If you’re a parent, you have probably already heard about the Snoo: a $1,500 bassinet that promises to help your baby—and therefore you—sleep. Snoo creator Harvey Karp famously believes that helping tired parents get more sleep will lead them to make fewer avoidable mistakes as parents. While the Snoo has been calming babies since 2016, over the past year it started helping medical professionals as well.
The Snoo—which rocks and plays white noise to soothe babies into catching one or two hours more of sleep a night—was originally designed by Yves Béhar’s Fuseproject—has a cultlike following. Even parents who cannot afford to buy the Snoo will rent it just to help them through a baby’s first few months of life. This year, the Food and Drug Administration awarded the Snoo breakthrough status, fast-tracking it for approval as a medical device to help protect against sudden infant death syndrome and sudden unexplained infant death syndrome. If it wins approval, it could qualify for insurance coverage, making it more accessible.
He decided to expand the program to help hospital staff struggling under the demands of the pandemic. Nursery nurses typically can rely on volunteer support from so-called cuddlers, people who spend time with infants when parents are unable to. But during the pandemic, those programs were paused to prevent possible COVID-19 infections. On top of that, nurses were being pulled from nurseries and infant intensive care units to care for COVID-19 patients. Karp thought the Snoo could give healthcare workers a little reprieve.

******

**ASSIGNED TASK**
Continue the article about the Snoo bassinet, starting right after its final sentence.

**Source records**

******

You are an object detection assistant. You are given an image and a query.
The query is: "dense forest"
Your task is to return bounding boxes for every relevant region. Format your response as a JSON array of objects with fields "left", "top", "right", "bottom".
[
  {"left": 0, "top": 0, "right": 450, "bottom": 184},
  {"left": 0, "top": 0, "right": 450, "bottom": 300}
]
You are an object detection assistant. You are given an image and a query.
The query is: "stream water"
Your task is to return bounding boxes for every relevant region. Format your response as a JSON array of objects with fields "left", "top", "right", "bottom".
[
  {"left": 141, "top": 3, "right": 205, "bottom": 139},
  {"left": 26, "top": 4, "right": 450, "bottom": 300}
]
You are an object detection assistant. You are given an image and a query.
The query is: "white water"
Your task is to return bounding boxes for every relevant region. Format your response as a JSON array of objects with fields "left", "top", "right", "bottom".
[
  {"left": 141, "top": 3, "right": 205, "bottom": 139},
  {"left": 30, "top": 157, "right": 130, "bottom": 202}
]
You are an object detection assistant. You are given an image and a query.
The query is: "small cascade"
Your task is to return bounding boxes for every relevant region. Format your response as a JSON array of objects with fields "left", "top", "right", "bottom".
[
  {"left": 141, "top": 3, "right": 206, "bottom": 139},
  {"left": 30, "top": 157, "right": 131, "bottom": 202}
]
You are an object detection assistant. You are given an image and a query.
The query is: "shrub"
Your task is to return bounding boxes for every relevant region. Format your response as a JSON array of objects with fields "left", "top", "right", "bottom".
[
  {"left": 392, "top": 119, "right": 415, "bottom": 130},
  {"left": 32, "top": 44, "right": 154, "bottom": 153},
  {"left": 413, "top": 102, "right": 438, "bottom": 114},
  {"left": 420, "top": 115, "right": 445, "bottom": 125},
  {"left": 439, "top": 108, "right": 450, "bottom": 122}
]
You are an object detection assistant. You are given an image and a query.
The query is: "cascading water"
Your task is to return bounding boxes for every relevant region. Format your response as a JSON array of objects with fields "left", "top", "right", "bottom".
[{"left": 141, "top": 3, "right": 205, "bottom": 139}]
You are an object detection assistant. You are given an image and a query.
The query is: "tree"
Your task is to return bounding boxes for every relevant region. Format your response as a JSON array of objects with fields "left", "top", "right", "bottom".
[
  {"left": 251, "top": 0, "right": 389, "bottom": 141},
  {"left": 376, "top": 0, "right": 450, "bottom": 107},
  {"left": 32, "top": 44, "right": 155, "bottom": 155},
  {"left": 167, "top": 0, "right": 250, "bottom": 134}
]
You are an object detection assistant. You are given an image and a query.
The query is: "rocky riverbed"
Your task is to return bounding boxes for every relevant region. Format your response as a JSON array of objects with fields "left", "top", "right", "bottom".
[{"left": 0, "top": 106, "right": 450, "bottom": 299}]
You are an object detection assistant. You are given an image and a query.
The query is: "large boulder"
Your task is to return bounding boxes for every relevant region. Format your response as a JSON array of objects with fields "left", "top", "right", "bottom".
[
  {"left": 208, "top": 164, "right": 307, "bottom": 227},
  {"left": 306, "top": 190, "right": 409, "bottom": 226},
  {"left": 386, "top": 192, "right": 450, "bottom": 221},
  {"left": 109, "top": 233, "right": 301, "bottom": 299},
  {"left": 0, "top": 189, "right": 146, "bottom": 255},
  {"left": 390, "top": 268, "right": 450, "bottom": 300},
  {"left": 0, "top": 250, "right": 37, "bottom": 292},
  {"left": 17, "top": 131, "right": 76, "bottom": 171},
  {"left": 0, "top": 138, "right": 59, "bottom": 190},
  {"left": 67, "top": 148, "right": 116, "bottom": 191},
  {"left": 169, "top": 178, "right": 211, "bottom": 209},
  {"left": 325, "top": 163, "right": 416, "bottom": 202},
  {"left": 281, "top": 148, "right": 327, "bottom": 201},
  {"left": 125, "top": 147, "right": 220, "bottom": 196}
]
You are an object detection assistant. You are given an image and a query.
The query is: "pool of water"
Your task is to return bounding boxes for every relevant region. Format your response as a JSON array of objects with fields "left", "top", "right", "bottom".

******

**TASK RESPONSE**
The extra time asleep means less contact between healthcare workers and infants, which during the pandemic means less personal protective gear used and fewer opportunities for disease to spread. It also leaves more time for nurses and doctors to care more effectively for more patients.
“It’s not a bed—it’s a caregiver, it’s a robotic helper, and in the hospital it’s a robotic assistant nurse that’s there rocking and calming the baby while the nurse is running from bed to bed, feeding babies, taking temperatures and vital signs, changing diapers, and doing the other nursing that they have to do,” says Karp.